[Stored data]
⁂

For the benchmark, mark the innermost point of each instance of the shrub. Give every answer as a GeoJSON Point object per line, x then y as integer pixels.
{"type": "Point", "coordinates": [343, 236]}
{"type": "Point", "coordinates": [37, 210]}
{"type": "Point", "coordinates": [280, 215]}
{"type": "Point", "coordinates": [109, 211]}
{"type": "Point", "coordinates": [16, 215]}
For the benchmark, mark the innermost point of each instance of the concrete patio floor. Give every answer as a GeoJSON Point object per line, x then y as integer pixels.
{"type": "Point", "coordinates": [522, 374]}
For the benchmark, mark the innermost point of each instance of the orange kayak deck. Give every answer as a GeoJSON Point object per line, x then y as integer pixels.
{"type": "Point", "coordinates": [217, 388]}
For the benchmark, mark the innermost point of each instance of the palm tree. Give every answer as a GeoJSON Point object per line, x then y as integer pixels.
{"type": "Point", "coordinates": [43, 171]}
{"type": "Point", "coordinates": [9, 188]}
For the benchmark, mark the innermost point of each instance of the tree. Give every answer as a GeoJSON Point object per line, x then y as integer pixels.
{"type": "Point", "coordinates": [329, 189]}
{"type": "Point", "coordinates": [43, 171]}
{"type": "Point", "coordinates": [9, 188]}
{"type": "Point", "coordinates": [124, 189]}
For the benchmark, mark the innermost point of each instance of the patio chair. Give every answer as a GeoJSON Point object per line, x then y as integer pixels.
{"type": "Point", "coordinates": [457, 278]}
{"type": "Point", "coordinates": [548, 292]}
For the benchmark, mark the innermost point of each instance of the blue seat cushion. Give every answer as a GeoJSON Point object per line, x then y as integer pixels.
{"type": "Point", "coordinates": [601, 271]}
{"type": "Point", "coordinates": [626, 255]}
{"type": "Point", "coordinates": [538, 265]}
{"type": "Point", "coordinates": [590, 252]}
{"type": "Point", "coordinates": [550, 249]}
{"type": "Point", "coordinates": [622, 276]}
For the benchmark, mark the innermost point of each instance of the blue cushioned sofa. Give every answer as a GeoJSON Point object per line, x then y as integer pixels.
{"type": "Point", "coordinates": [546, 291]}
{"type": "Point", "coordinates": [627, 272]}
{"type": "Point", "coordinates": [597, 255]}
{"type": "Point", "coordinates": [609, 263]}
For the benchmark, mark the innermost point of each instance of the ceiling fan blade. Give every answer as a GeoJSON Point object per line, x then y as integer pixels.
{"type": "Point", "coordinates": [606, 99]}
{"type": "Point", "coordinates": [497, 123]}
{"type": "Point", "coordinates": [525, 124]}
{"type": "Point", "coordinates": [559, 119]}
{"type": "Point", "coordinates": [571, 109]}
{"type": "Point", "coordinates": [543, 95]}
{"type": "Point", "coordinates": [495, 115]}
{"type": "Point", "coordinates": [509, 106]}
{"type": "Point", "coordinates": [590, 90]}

⁂

• _GOAL_: Reproduce the lines above verbatim, starting at the line that contains "the blue seat" and ending at the final line, with both of those lines included.

• _SOLUTION BELOW_:
For the benchmark, mark the innermost point of each instance of the blue seat cushion. Give every answer as a GeoJSON Point object per line, x then y as integer pixels.
{"type": "Point", "coordinates": [601, 271]}
{"type": "Point", "coordinates": [626, 255]}
{"type": "Point", "coordinates": [538, 265]}
{"type": "Point", "coordinates": [590, 252]}
{"type": "Point", "coordinates": [550, 249]}
{"type": "Point", "coordinates": [622, 276]}
For the benchmark, mark the innermost point of each instance of the blue cushioned sofa. Give every answer as a GeoJSON Point object per line, x then y as integer pixels.
{"type": "Point", "coordinates": [546, 291]}
{"type": "Point", "coordinates": [627, 272]}
{"type": "Point", "coordinates": [597, 255]}
{"type": "Point", "coordinates": [609, 263]}
For the benchmark, mark the innermost point of each instance of the ceiling fan blade. Give every answer as a GeoJSON Point object per line, x then y as integer pixels.
{"type": "Point", "coordinates": [606, 99]}
{"type": "Point", "coordinates": [497, 123]}
{"type": "Point", "coordinates": [525, 124]}
{"type": "Point", "coordinates": [559, 119]}
{"type": "Point", "coordinates": [571, 109]}
{"type": "Point", "coordinates": [543, 95]}
{"type": "Point", "coordinates": [495, 115]}
{"type": "Point", "coordinates": [509, 106]}
{"type": "Point", "coordinates": [590, 90]}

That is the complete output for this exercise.